→ Work required: Rewrite the lines below as a numbered list, leaving out any blank lines and leaving the pictures out of your answer.

→ Dataset excerpts:
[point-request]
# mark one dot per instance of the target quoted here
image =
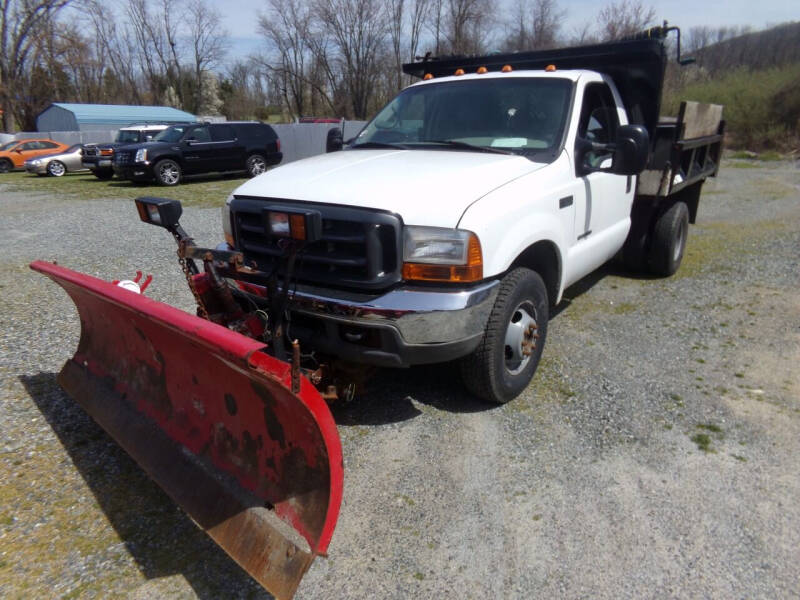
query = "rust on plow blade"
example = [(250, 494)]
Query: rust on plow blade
[(213, 421)]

→ Written reply:
1. [point-request]
2. # mark one dot per instance of the target quoted here
3. image =
4. query = "rust on plow blade"
5. example = [(250, 494)]
6. Query: rust on plow blade
7. [(213, 421)]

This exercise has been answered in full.